▶ _TRY IT_
List every line from the beginning of the entries through the line containing "positive clicks: (446, 520)", both included, as a numbered list, leaving out blank lines.

▶ _SUPPLIED RECORDS_
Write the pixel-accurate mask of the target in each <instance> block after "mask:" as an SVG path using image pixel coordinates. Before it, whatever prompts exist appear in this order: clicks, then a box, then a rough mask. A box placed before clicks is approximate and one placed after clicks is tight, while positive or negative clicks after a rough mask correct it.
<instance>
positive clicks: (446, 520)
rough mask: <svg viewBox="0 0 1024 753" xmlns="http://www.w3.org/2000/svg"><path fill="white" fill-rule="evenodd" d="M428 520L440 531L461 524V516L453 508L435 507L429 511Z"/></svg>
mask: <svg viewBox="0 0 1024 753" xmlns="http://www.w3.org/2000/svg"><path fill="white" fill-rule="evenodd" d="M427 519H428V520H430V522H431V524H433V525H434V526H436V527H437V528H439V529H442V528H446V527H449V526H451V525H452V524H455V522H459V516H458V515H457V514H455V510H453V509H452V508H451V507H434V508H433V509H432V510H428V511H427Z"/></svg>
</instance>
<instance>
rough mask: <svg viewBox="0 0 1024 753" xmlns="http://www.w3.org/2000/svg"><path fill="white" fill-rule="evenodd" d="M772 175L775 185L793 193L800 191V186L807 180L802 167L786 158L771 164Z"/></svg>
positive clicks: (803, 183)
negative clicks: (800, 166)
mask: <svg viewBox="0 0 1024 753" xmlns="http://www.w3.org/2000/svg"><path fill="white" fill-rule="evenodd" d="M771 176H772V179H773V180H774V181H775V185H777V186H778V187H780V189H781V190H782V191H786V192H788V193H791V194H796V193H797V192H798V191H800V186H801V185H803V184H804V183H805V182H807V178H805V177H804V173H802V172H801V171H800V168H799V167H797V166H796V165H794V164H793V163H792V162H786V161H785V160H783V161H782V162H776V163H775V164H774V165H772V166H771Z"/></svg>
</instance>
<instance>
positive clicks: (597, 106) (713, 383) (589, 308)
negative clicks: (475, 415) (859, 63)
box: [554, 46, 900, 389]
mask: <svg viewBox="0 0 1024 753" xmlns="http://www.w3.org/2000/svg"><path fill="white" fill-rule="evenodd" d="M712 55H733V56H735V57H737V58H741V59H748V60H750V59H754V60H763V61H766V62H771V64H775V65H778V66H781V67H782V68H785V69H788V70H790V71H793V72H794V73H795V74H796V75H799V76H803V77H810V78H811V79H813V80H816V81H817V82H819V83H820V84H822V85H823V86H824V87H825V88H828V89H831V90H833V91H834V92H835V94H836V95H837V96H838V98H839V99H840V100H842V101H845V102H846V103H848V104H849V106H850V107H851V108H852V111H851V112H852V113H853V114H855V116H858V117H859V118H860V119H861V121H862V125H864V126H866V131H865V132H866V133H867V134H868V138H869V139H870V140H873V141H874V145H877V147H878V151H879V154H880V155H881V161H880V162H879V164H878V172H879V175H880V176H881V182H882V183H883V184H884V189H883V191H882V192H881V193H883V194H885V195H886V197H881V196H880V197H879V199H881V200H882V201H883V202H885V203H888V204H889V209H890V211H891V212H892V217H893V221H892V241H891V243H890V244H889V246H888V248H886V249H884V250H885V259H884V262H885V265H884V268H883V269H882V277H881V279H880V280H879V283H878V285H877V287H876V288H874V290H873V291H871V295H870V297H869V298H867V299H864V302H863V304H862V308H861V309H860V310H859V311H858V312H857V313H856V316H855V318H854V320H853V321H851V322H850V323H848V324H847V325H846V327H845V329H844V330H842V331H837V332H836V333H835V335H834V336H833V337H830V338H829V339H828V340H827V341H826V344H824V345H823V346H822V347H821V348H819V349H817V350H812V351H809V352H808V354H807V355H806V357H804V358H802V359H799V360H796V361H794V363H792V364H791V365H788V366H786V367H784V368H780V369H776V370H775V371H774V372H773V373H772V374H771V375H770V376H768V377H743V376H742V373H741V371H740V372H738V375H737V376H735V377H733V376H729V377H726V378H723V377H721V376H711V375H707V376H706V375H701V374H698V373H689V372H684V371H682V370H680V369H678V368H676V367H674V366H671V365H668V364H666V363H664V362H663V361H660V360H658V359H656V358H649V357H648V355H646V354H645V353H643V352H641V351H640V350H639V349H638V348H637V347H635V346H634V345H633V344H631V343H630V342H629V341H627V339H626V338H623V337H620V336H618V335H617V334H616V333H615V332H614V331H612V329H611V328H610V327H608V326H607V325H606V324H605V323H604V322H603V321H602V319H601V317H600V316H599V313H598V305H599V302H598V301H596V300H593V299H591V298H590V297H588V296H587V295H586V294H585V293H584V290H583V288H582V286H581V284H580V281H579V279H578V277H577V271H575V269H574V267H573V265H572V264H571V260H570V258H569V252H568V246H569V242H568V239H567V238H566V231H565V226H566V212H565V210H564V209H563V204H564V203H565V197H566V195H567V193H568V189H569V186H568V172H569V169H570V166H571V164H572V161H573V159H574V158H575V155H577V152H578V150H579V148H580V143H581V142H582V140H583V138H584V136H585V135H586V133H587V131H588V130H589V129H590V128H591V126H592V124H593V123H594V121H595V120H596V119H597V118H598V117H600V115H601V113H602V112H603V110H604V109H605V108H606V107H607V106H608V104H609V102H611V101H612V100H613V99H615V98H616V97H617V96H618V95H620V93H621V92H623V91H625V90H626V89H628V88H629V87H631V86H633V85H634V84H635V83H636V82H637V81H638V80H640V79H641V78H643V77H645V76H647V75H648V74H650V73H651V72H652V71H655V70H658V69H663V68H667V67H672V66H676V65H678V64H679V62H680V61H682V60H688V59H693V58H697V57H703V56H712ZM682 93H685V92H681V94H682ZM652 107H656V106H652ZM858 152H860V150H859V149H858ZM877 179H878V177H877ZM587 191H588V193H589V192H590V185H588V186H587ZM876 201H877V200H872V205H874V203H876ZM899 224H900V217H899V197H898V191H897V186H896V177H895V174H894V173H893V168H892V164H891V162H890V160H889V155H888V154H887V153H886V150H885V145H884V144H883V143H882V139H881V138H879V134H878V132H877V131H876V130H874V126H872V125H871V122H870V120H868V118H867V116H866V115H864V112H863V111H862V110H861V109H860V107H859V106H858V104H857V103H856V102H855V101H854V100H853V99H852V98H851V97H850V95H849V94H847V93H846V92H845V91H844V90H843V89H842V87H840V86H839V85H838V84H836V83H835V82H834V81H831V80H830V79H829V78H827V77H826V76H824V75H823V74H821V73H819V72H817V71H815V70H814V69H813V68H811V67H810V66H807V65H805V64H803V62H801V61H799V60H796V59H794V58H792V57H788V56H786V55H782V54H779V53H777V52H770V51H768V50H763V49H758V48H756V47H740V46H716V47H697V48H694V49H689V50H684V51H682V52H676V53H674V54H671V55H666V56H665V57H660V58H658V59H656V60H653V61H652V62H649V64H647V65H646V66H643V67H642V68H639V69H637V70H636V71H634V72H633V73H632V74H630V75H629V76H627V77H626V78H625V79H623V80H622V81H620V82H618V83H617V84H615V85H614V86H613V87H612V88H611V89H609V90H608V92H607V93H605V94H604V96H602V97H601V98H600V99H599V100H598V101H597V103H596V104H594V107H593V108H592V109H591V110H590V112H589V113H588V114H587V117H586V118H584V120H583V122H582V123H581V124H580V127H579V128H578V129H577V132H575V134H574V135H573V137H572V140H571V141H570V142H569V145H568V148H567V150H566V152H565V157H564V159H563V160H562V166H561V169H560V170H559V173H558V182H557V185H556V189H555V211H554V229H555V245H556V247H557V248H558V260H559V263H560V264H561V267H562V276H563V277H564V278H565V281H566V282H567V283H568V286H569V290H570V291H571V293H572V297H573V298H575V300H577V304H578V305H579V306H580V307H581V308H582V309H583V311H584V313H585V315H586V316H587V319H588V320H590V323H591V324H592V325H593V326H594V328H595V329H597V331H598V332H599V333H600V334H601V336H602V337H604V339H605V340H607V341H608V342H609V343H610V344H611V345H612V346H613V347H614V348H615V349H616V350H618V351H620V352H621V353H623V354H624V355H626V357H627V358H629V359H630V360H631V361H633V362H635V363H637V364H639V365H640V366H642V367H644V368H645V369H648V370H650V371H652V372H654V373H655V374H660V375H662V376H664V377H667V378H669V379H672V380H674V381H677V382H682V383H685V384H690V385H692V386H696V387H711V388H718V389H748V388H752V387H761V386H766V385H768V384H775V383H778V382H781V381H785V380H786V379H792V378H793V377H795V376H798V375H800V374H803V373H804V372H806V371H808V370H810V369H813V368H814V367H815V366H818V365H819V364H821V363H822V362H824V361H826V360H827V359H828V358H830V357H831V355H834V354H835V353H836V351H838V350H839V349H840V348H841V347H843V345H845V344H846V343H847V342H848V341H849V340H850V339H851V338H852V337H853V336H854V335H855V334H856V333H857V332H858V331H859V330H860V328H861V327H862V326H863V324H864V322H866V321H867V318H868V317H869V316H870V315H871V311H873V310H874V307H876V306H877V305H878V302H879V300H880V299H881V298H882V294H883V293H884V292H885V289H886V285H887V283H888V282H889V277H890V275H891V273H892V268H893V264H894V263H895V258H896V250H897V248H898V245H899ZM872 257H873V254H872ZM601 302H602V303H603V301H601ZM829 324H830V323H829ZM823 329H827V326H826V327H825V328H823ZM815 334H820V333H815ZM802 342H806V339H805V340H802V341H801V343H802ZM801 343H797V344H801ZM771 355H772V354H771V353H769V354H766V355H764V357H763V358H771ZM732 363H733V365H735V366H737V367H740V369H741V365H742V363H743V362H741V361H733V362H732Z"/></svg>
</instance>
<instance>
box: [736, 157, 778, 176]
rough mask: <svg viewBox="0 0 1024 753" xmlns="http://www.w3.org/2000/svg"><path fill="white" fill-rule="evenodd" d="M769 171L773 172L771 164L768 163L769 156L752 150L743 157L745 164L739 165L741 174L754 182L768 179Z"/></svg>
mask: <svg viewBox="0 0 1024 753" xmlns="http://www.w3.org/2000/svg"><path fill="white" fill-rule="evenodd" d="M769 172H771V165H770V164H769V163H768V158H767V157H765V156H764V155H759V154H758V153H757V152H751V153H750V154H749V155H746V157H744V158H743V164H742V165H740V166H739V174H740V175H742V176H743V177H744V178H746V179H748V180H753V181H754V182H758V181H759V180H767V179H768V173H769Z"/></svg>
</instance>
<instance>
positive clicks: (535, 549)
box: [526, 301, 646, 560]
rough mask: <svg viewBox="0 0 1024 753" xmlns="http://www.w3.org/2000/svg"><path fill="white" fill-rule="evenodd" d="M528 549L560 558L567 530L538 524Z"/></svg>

▶ _RESULT_
1. Write the pixel-accurate mask of the target in each <instance> block after "mask:" as an SVG path using image pixel coordinates. Before it, whatever prompts exist appear in this order: clicks, then a box, then a rough mask. A box placed before clicks is approximate and one placed after clicks is tight, while positive or negative clicks after a rough mask correct it.
2. <instance>
3. positive clicks: (446, 520)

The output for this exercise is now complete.